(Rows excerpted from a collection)

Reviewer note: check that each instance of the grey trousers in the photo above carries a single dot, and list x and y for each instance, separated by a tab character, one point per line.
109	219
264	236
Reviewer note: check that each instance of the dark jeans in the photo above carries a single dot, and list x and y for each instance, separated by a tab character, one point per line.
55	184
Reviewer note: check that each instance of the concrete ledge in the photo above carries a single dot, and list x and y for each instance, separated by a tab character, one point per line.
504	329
* * *
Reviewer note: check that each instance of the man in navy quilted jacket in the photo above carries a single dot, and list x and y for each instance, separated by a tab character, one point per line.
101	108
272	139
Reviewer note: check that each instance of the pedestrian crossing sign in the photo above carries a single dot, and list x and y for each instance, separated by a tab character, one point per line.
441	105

WHAT THE TASK ASKS ::
Show every line of the rows above that contains the word "jacket", treating uppercase and lowercase letters as different.

FULL RESPONSE ::
Reviewer note: check that each instance of the man in navy quilted jacket in the photo above carries a single dot, and list x and y for each instance, separated by a tab character, one point per line.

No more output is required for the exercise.